Records for the exercise START

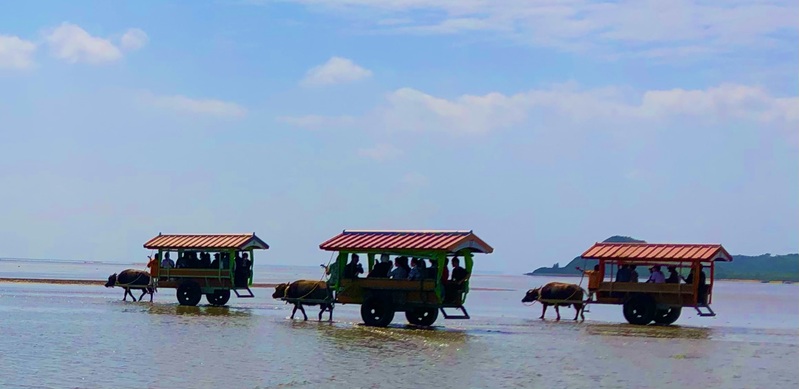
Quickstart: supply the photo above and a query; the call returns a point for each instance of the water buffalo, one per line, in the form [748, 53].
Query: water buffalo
[302, 290]
[552, 292]
[132, 279]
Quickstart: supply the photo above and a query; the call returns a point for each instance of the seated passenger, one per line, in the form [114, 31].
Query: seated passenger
[655, 275]
[674, 277]
[381, 268]
[623, 274]
[167, 263]
[633, 274]
[352, 269]
[415, 273]
[459, 274]
[401, 270]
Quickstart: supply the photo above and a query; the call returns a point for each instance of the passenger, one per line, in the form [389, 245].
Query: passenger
[674, 277]
[415, 273]
[353, 268]
[593, 280]
[655, 275]
[205, 260]
[633, 274]
[381, 268]
[401, 269]
[459, 274]
[182, 261]
[167, 263]
[623, 274]
[702, 285]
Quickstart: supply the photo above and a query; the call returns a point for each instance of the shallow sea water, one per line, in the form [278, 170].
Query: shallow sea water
[71, 336]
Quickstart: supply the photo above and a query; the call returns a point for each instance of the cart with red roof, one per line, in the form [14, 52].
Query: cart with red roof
[645, 302]
[194, 274]
[421, 300]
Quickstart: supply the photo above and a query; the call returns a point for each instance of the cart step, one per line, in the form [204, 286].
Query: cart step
[247, 295]
[456, 317]
[709, 311]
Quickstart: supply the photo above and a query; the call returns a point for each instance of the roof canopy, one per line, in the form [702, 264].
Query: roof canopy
[648, 252]
[207, 242]
[449, 241]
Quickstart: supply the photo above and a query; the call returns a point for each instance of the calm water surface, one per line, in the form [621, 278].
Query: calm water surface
[65, 336]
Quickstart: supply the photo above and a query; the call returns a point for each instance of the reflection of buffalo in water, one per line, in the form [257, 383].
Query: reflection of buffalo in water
[132, 279]
[570, 294]
[305, 289]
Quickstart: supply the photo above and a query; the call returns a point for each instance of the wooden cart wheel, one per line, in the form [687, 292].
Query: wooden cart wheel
[377, 312]
[640, 309]
[422, 316]
[668, 315]
[219, 297]
[189, 293]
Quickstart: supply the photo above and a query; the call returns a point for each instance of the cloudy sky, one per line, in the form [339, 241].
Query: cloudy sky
[542, 125]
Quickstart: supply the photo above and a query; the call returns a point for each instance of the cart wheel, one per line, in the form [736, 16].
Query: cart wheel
[640, 309]
[422, 316]
[189, 293]
[667, 316]
[219, 297]
[377, 312]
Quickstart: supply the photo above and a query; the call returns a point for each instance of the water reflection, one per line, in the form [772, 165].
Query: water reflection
[650, 331]
[176, 309]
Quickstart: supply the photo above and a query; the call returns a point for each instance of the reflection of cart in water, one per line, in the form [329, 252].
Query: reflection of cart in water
[194, 272]
[422, 299]
[658, 302]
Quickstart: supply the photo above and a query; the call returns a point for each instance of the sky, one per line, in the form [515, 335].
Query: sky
[543, 126]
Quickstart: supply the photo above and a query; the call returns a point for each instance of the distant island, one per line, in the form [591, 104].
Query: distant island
[764, 267]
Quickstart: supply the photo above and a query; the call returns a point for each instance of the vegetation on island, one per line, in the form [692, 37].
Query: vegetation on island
[764, 267]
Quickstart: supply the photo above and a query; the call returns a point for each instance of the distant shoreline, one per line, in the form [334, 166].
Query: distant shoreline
[61, 281]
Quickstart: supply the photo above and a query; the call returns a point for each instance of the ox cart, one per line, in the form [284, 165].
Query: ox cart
[661, 302]
[421, 299]
[212, 265]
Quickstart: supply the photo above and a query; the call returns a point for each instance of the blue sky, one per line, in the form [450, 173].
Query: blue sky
[544, 126]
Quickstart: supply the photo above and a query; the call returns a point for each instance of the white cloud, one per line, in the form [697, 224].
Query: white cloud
[317, 121]
[210, 107]
[133, 39]
[682, 27]
[16, 53]
[72, 43]
[380, 152]
[413, 110]
[336, 70]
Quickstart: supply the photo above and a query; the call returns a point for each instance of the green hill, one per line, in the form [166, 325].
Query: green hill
[764, 267]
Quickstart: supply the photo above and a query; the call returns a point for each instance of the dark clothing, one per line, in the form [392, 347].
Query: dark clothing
[459, 274]
[623, 275]
[351, 270]
[380, 270]
[674, 278]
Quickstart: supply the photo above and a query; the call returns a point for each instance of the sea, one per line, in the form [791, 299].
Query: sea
[85, 336]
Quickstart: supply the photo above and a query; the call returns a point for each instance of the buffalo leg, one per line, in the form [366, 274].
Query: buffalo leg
[303, 313]
[578, 310]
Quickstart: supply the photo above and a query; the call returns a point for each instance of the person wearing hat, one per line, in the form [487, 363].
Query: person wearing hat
[381, 268]
[655, 275]
[674, 277]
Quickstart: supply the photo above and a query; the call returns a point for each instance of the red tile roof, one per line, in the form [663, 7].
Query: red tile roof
[450, 241]
[206, 241]
[659, 252]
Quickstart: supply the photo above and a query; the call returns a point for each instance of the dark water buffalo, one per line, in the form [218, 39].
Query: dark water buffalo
[302, 290]
[557, 291]
[132, 279]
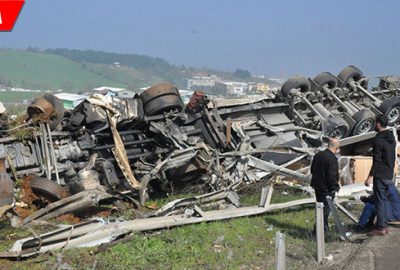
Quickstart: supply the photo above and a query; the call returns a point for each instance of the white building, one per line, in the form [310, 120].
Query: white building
[236, 88]
[108, 89]
[70, 101]
[202, 83]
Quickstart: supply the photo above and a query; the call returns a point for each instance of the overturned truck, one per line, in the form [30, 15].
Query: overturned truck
[153, 143]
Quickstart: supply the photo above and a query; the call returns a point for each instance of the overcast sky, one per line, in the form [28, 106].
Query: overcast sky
[275, 38]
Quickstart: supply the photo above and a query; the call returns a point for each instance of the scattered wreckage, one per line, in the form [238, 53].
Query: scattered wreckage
[150, 145]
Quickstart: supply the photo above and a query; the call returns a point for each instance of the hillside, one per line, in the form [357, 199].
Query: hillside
[50, 72]
[80, 71]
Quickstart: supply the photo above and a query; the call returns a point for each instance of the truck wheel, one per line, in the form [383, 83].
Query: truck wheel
[325, 78]
[335, 127]
[351, 72]
[391, 109]
[293, 83]
[365, 122]
[161, 98]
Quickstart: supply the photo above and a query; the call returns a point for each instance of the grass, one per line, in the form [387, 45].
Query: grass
[50, 72]
[243, 243]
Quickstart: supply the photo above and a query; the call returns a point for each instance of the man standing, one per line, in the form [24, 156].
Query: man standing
[325, 176]
[384, 155]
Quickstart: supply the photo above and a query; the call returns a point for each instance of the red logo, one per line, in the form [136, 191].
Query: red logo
[9, 11]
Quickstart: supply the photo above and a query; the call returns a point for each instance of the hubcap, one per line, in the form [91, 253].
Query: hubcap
[339, 133]
[393, 115]
[365, 127]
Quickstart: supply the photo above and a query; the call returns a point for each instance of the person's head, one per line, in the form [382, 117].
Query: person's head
[333, 145]
[381, 123]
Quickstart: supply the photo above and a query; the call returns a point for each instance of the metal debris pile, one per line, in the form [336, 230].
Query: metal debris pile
[109, 149]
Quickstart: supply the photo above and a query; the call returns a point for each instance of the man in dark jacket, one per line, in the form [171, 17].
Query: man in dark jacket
[382, 170]
[325, 176]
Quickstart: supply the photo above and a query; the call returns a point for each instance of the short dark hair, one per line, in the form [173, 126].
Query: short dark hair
[382, 120]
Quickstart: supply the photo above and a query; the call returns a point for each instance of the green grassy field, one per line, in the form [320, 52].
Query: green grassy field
[7, 96]
[243, 243]
[50, 72]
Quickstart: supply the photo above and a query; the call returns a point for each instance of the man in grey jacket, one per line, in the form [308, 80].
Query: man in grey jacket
[382, 170]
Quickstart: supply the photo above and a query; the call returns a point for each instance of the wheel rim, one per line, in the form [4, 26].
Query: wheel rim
[393, 115]
[365, 127]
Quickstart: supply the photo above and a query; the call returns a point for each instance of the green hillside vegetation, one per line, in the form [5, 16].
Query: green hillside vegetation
[79, 71]
[43, 71]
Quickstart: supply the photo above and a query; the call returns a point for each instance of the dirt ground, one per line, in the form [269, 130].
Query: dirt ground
[375, 253]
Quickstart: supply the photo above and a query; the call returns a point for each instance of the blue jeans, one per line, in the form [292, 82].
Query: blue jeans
[381, 187]
[367, 215]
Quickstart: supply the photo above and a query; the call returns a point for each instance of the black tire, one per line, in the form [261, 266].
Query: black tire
[161, 98]
[335, 127]
[351, 72]
[48, 189]
[391, 109]
[325, 78]
[295, 82]
[365, 122]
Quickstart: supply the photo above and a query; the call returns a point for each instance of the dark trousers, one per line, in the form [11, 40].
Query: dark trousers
[381, 187]
[321, 197]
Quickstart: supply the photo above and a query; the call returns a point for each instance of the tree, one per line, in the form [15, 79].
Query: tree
[241, 73]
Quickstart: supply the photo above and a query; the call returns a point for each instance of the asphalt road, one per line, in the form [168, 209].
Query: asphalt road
[373, 253]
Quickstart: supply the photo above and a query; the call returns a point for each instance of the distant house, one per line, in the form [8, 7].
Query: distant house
[108, 89]
[234, 88]
[203, 83]
[70, 101]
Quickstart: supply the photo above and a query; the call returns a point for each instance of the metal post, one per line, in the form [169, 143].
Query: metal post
[280, 251]
[319, 230]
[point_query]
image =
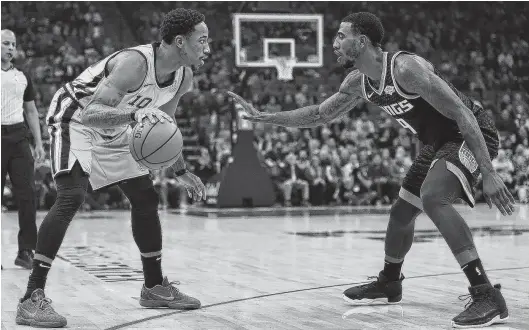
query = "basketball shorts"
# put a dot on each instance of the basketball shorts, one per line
(102, 153)
(459, 160)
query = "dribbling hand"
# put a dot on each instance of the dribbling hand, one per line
(251, 113)
(151, 114)
(194, 186)
(495, 192)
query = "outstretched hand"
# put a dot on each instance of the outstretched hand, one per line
(251, 113)
(194, 186)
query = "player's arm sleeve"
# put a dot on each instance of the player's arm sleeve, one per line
(29, 92)
(416, 77)
(129, 70)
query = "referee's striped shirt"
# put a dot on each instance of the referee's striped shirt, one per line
(16, 89)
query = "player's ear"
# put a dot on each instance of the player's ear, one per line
(363, 40)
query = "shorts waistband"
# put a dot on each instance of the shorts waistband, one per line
(13, 127)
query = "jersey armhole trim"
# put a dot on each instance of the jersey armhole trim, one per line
(364, 87)
(397, 88)
(182, 81)
(105, 69)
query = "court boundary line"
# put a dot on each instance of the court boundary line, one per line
(159, 316)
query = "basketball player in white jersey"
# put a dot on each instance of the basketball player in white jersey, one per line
(90, 122)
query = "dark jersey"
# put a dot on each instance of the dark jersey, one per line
(412, 111)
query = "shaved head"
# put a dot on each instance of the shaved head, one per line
(9, 44)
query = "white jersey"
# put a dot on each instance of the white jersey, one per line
(151, 93)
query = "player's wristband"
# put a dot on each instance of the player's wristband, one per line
(181, 172)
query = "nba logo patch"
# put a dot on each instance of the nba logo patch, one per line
(389, 90)
(467, 158)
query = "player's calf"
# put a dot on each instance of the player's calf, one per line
(381, 290)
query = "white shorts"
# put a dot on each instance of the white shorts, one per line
(102, 153)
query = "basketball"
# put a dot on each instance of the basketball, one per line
(156, 146)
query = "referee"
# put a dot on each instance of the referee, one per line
(17, 160)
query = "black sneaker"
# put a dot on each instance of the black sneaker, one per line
(485, 307)
(380, 290)
(24, 259)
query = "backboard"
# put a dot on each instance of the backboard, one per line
(283, 41)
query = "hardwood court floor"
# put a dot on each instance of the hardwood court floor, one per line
(269, 272)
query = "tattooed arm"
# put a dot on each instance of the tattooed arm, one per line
(170, 109)
(314, 115)
(417, 76)
(127, 72)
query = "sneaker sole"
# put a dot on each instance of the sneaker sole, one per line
(495, 319)
(33, 323)
(167, 304)
(363, 302)
(22, 264)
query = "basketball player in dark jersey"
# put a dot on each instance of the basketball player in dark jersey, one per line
(90, 125)
(460, 141)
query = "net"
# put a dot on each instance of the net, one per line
(284, 66)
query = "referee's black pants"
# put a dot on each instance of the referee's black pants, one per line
(17, 160)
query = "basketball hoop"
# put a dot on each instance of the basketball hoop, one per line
(284, 66)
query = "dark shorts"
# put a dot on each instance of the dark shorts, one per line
(459, 160)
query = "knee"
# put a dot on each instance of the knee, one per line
(431, 198)
(71, 198)
(403, 213)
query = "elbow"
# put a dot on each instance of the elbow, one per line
(85, 118)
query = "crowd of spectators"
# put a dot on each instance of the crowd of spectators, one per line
(358, 159)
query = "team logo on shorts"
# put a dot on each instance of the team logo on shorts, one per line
(467, 158)
(389, 90)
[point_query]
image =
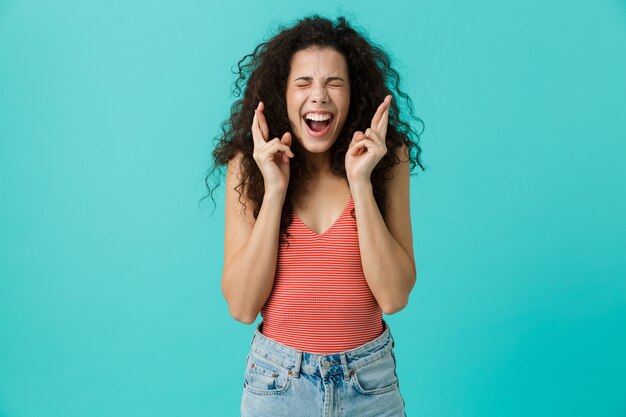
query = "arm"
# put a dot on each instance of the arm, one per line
(250, 249)
(387, 249)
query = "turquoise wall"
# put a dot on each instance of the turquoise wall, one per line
(110, 298)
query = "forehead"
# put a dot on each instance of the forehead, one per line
(318, 62)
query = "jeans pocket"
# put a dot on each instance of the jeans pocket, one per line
(377, 377)
(264, 377)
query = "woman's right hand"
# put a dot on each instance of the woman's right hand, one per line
(272, 156)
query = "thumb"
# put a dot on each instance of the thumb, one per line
(286, 139)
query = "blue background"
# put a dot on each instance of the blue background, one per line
(110, 298)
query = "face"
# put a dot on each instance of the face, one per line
(318, 97)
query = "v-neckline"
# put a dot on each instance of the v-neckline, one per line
(331, 226)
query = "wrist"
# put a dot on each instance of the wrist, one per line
(360, 187)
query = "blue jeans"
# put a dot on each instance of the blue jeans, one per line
(282, 381)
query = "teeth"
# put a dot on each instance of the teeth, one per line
(318, 117)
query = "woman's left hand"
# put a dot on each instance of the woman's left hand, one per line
(368, 148)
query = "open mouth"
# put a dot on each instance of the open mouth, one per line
(318, 125)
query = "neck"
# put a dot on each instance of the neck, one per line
(318, 163)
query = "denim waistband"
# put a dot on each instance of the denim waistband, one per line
(297, 362)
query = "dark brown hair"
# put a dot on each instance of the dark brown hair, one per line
(262, 76)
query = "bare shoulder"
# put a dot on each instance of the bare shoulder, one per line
(398, 217)
(238, 223)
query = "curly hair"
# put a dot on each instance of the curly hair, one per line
(262, 76)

Records for the exercise END

Starting at the line where "# put a dot on each instance of the bare" appears, write out every line exactly as it stands until the listing ends, and add nothing.

• _Expected answer_:
# put a dot on each instance of the bare shoulder, one per line
(398, 217)
(238, 223)
query = "curly hair"
# put a dot on each instance of the curly hair, one per line
(262, 76)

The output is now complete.